▶ [What is asked]:
Gather every line below that contains the string "lamp", copying each one in full. Case counts.

▶ [Object point labels]:
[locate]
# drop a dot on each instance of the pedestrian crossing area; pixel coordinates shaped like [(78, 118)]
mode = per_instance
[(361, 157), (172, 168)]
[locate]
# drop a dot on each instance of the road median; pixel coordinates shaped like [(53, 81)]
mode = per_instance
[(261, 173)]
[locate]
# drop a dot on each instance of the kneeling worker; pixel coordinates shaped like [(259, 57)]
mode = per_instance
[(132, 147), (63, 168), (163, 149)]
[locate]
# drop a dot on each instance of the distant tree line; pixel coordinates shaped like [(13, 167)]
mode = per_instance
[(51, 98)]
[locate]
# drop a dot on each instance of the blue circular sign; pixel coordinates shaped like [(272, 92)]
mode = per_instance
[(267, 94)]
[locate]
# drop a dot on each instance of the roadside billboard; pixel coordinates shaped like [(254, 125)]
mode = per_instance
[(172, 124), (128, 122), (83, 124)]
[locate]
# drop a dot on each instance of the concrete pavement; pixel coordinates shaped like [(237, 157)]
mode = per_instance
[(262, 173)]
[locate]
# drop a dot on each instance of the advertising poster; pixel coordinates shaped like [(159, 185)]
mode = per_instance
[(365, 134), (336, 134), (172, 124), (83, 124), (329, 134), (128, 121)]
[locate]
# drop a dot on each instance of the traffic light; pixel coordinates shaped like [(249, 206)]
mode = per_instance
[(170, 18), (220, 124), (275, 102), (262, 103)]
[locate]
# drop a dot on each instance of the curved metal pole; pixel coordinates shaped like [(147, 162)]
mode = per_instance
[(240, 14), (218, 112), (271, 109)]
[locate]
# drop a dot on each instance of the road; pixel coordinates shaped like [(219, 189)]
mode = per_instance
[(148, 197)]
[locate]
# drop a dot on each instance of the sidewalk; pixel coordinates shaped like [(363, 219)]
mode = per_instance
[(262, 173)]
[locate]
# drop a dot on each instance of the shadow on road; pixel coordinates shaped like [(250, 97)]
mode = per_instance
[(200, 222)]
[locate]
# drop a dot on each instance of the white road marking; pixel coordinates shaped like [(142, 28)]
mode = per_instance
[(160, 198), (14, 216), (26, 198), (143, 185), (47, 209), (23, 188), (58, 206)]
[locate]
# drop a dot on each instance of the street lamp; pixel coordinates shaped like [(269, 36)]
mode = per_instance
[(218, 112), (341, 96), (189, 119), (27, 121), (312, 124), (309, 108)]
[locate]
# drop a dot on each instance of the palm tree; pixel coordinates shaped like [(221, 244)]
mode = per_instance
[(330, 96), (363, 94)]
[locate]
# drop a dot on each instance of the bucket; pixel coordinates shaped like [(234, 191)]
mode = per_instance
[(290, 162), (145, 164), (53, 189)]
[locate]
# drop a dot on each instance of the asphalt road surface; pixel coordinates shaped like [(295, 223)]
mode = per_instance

▶ [Task response]:
# drop a dot on each instance of the street lamp; pixel coordinates shaped like [(269, 36)]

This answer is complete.